= ACTION ITEM =
The full set of entries below should be transcribed exactly.
━━ AVAILABLE DATA
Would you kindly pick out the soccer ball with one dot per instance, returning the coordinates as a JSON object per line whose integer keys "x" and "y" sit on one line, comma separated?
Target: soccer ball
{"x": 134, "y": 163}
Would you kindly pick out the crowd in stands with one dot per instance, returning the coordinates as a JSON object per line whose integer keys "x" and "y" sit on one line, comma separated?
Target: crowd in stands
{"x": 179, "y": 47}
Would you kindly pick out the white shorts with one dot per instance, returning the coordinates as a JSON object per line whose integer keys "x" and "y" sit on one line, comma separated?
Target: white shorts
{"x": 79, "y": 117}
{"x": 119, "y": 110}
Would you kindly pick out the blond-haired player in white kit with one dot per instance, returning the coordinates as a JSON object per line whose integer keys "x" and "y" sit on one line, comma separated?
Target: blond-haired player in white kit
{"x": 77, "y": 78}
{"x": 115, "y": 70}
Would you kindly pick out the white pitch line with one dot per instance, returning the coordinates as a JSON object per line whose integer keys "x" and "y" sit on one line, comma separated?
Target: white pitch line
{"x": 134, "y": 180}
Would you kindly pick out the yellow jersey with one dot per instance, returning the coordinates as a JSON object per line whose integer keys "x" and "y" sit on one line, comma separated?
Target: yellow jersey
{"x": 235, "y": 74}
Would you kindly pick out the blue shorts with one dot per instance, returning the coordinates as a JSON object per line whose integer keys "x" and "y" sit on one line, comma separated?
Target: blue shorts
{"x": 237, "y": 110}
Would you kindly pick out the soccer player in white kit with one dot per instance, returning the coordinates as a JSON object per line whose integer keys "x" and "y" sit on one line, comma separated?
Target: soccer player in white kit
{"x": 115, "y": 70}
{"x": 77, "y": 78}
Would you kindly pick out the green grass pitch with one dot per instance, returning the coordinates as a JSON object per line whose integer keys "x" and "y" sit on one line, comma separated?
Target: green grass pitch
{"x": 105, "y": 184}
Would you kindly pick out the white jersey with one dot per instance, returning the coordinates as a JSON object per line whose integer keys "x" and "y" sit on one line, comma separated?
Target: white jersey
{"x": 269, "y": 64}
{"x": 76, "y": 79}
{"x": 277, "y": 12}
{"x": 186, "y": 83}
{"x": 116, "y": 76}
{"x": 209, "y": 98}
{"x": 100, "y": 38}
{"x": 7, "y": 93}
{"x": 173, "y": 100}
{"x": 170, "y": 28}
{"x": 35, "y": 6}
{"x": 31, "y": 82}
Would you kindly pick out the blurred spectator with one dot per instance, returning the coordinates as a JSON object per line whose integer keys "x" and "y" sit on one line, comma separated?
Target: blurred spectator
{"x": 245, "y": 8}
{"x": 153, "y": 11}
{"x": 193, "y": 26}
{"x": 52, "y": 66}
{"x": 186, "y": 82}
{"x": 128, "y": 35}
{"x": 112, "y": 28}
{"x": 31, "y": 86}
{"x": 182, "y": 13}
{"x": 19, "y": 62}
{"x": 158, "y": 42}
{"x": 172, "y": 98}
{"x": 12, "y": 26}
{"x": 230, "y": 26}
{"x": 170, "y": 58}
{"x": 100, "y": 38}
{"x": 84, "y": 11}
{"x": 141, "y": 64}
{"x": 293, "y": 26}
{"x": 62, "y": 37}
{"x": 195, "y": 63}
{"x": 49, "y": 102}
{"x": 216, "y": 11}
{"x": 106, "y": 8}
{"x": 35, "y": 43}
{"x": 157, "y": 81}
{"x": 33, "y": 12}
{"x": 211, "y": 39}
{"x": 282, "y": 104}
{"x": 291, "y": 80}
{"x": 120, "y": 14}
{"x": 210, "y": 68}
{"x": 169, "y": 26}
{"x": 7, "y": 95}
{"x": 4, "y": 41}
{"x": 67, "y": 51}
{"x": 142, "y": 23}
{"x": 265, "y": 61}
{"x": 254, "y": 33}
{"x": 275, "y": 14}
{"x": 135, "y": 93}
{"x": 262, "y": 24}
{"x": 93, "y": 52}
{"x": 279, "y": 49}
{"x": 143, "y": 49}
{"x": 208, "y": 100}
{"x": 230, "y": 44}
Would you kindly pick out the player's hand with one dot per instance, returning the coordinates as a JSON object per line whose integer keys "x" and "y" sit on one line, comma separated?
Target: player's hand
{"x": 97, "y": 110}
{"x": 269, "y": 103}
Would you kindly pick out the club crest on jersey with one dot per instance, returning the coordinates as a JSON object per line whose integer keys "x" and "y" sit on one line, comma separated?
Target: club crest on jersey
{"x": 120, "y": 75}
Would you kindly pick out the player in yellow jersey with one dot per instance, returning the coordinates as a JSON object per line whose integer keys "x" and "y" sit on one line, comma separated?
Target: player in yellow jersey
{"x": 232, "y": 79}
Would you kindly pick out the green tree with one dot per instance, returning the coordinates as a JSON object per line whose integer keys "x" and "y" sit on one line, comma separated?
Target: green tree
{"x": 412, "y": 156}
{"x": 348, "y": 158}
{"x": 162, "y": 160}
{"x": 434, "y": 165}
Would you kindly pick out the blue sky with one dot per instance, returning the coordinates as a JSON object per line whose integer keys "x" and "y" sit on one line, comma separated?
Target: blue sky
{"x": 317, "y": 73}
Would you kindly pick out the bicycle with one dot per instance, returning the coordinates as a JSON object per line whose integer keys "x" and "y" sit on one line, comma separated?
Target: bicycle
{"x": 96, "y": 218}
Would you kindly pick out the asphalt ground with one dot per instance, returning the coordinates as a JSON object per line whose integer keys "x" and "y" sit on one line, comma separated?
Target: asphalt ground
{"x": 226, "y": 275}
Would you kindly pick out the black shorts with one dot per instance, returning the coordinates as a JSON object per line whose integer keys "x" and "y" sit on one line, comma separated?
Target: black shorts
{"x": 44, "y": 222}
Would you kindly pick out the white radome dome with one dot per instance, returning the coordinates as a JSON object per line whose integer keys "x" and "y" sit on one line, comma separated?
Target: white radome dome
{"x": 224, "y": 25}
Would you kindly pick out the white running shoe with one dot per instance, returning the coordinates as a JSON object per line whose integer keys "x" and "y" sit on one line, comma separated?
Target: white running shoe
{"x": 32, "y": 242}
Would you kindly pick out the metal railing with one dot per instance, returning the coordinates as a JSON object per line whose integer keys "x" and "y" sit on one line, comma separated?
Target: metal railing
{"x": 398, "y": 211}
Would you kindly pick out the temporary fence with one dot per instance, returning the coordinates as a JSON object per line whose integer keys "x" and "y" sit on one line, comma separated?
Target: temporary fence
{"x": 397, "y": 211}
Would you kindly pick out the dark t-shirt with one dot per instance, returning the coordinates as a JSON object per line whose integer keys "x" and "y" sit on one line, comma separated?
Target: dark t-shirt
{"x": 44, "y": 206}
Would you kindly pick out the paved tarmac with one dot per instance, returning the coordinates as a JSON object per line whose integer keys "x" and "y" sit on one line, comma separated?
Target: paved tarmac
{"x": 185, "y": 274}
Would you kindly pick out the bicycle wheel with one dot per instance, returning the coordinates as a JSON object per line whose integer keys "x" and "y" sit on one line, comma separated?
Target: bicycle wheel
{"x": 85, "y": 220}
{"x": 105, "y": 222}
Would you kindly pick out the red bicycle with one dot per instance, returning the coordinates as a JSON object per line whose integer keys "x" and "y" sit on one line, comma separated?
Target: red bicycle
━━━━
= TASK SOLUTION =
Would you kindly pick out the soccer ball with one dot per instance, returning the coordinates as a JSON object per line whose integer keys "x" and "y" sit on one line, comma separated?
Target: soccer ball
{"x": 134, "y": 163}
Would you kindly pick out the crowd in stands with one dot per instance, returning the coordinates as a JSON object per line whose integer keys "x" and "y" sit on one line, comma separated?
Target: crowd in stands
{"x": 179, "y": 47}
Would you kindly pick out the white shorts with one dot per instance, returning the coordinates as a JSON object per line whose integer keys "x" and "y" sit on one line, comma separated?
Target: white shorts
{"x": 79, "y": 117}
{"x": 119, "y": 110}
Would you kindly pick out the blond-haired player in white kit with one dot per instance, returning the coordinates as a JSON object per line whose integer keys "x" and "y" sit on one line, comma separated?
Target: blond-haired player in white kit
{"x": 77, "y": 78}
{"x": 115, "y": 70}
Would you kindly pick out the white pitch line with one dot per instance, returning the coordinates as a JSON object per line whose integer keys "x" and "y" sit on one line, comma separated?
Target: white pitch line
{"x": 134, "y": 180}
Would you kindly pick out the yellow jersey with one dot per instance, returning the coordinates as a JSON object per line whose integer keys "x" and "y" sit on one line, comma separated?
Target: yellow jersey
{"x": 235, "y": 74}
Would you kindly pick out the blue shorts with one dot per instance, returning the coordinates as a JSON object per line whose integer keys "x" and "y" sit on one line, comma separated?
Target: blue shorts
{"x": 237, "y": 110}
Would you kindly pick out the soccer player in white kit with one dot per instance, returning the coordinates as a JSON object per line whose integer keys "x" and "y" sit on one line, comma separated?
Target: soccer player in white kit
{"x": 115, "y": 70}
{"x": 77, "y": 78}
Would you kindly pick out the green grass pitch with one dot per instance, returning the coordinates as a JSON object per line whose integer keys "x" and "y" sit on one line, comma separated?
Target: green grass pitch
{"x": 105, "y": 184}
Would you kindly pick out the white jersey with one dot per instance, returning the coordinates as a JSON object per line whose integer keys "x" and "y" sit on one line, comma separated?
Target: white jersey
{"x": 269, "y": 64}
{"x": 76, "y": 79}
{"x": 277, "y": 12}
{"x": 186, "y": 83}
{"x": 116, "y": 76}
{"x": 209, "y": 98}
{"x": 100, "y": 38}
{"x": 7, "y": 93}
{"x": 173, "y": 100}
{"x": 170, "y": 28}
{"x": 35, "y": 6}
{"x": 31, "y": 82}
Would you kindly pick out the blurred spectator with one dot per instance, returning the coordinates as a JSON object per line whose integer keys "x" and "y" sit on one line, comma separated?
Target: blurred spectator
{"x": 245, "y": 8}
{"x": 153, "y": 11}
{"x": 193, "y": 26}
{"x": 52, "y": 66}
{"x": 186, "y": 82}
{"x": 128, "y": 35}
{"x": 112, "y": 28}
{"x": 31, "y": 86}
{"x": 182, "y": 13}
{"x": 19, "y": 62}
{"x": 158, "y": 42}
{"x": 172, "y": 98}
{"x": 12, "y": 26}
{"x": 230, "y": 26}
{"x": 170, "y": 58}
{"x": 100, "y": 38}
{"x": 84, "y": 11}
{"x": 141, "y": 64}
{"x": 293, "y": 26}
{"x": 62, "y": 37}
{"x": 195, "y": 63}
{"x": 49, "y": 102}
{"x": 216, "y": 11}
{"x": 106, "y": 8}
{"x": 35, "y": 43}
{"x": 157, "y": 81}
{"x": 33, "y": 12}
{"x": 211, "y": 39}
{"x": 282, "y": 104}
{"x": 291, "y": 80}
{"x": 120, "y": 14}
{"x": 210, "y": 68}
{"x": 169, "y": 26}
{"x": 7, "y": 95}
{"x": 4, "y": 41}
{"x": 67, "y": 51}
{"x": 142, "y": 23}
{"x": 265, "y": 61}
{"x": 254, "y": 33}
{"x": 275, "y": 14}
{"x": 135, "y": 93}
{"x": 262, "y": 24}
{"x": 93, "y": 52}
{"x": 279, "y": 49}
{"x": 143, "y": 49}
{"x": 208, "y": 100}
{"x": 230, "y": 44}
Would you kindly pick out the player's hand with one dot per instance, returning the coordinates as a JSON object per line whose integer keys "x" and "y" sit on one line, comma separated?
Target: player's hand
{"x": 97, "y": 110}
{"x": 269, "y": 103}
Would you kindly pick out the club crest on jersey with one dot per instance, returning the coordinates as a JSON object per line whose integer keys "x" and "y" sit on one line, comma separated?
Target: club crest on jersey
{"x": 120, "y": 75}
Would you kindly pick out the player in yellow jersey with one dot per instance, returning the coordinates as a JSON object per line whose integer keys "x" and "y" sit on one line, comma separated?
Target: player in yellow jersey
{"x": 232, "y": 79}
Would you kindly pick out the green tree with one dot per instance, returning the coordinates as a JSON object per line whose integer keys "x" and "y" sit on one line, comma separated?
Target: green tree
{"x": 412, "y": 156}
{"x": 348, "y": 158}
{"x": 162, "y": 160}
{"x": 434, "y": 165}
Would you kindly pick out the blue sky with one dot per instance, returning the coordinates as a JSON object per line whose integer keys "x" and "y" sit on one line, comma separated?
Target: blue sky
{"x": 317, "y": 73}
Would you kindly pick out the bicycle with one dot per instance, returning the coordinates as a JSON object per line whose integer keys "x" and "y" sit on one line, comma separated?
Target: bicycle
{"x": 96, "y": 218}
Would you kindly pick out the asphalt ground with one dot per instance, returning the coordinates as a JSON object per line whose integer keys "x" and "y" sit on one line, comma separated?
Target: asphalt ground
{"x": 226, "y": 275}
Would you kindly pick out the black shorts with one dot per instance, returning the coordinates as a JSON object per line whose integer keys "x" and "y" sit on one line, comma separated?
Target: black shorts
{"x": 44, "y": 222}
Would you kindly pick out the white radome dome with one dot per instance, returning the coordinates as a JSON object per line whose integer keys "x" and "y" sit on one line, comma separated?
Target: white radome dome
{"x": 224, "y": 25}
Would you kindly pick out the white running shoe with one dot per instance, returning the coordinates as a JSON object per line whose integer keys "x" and "y" sit on one line, comma separated?
Target: white running shoe
{"x": 32, "y": 242}
Would you kindly pick out the metal railing with one dot per instance, returning the coordinates as a JSON object per line whose integer keys "x" and "y" sit on one line, comma separated?
Target: metal railing
{"x": 398, "y": 211}
Would you kindly pick out the temporary fence with one dot per instance, returning the coordinates as a JSON object per line whose integer keys "x" and "y" sit on one line, comma separated?
Target: temporary fence
{"x": 397, "y": 211}
Would you kindly pick out the dark t-shirt with one dot per instance, returning the coordinates as a JSON object per line whose integer keys "x" and "y" sit on one line, comma separated?
Target: dark t-shirt
{"x": 44, "y": 206}
Would you kindly pick out the paved tarmac with one dot per instance, returning the coordinates as a JSON object per line whose integer keys "x" and "y" sit on one line, comma separated?
Target: paved tarmac
{"x": 185, "y": 274}
Would you kindly pick out the bicycle wheel with one dot per instance, returning the coordinates as a JSON object per line whose integer keys "x" and "y" sit on one line, comma separated?
Target: bicycle wheel
{"x": 85, "y": 220}
{"x": 105, "y": 222}
Would you kindly pick out the red bicycle with one dot per instance, returning the coordinates as a JSON object per line whose integer keys "x" and "y" sit on one line, comma separated?
Target: red bicycle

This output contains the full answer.